# portable miter saw material support stand



## Ncolarusso (Feb 18, 2016)

Here is a prototype of retrofitted material supports for my store bought miter saw stand. there will be edits that i will be making in the upcoming weeks but i wanted to throw this out here to share


----------



## josephf (Aug 29, 2012)

nice stand . one question .is the fence on the out feeds flush with saw fence .if so this could give you trouble .if the board has a bow in it you may not get it tight to the fence at the saw .this can be a scary dangerous when the blade comes through and sucks your board towards the fence when comes through . i would sujest you set it back a slight bit .like a 1/2" . you are wise to build such a good stand . looks like it was fun to build also .


----------



## Ncolarusso (Feb 18, 2016)

Thanks Josephf! I actually thought of that exact issue when I was coming up with the design. What I did was put front to back adjustment in the fence where it attaches to the saw stand. I really want to outfit the top of the fence with the Kreg flip stop track and some Incra attachments but we will see if that ever happens. I have a similar setup on my shop stand but that one has the luxury of staying in one spot.


----------



## josephf (Aug 29, 2012)

yeah i have kreg flip stops on one of mine .I find having them to be so helpful .having to get repeat cuts but also not needing to pull my tape out . though the outfeed on the right side of one of the tables is just flat surface . about 12" wide .it becomes a work table .for instance when needing to cut acute angles on some trex decking .i set a piece of carpet on the table top . set the saw so it went just a slight bit deeper then the trex decking .when i made the cut carpet protected the table top . or i can clamp it and pop in a domino ,biscuit or pocket screws in the end . A good stand for your saw is essential .amazing how many people do not bother


----------

• Given data
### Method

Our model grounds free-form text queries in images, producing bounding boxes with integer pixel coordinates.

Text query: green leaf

• Task to carry out
Reproduce the portion of the miter saw stand thread from "Thanks Josephf! I" to "in one spot.", copying it word for word.

• Solved exercise
Thanks Josephf! I actually thought of that exact issue when I was coming up with the design. What I did was put front to back adjustment in the fence where it attaches to the saw stand. I really want to outfit the top of the fence with the Kreg flip stop track and some Incra attachments but we will see if that ever happens. I have a similar setup on my shop stand but that one has the luxury of staying in one spot.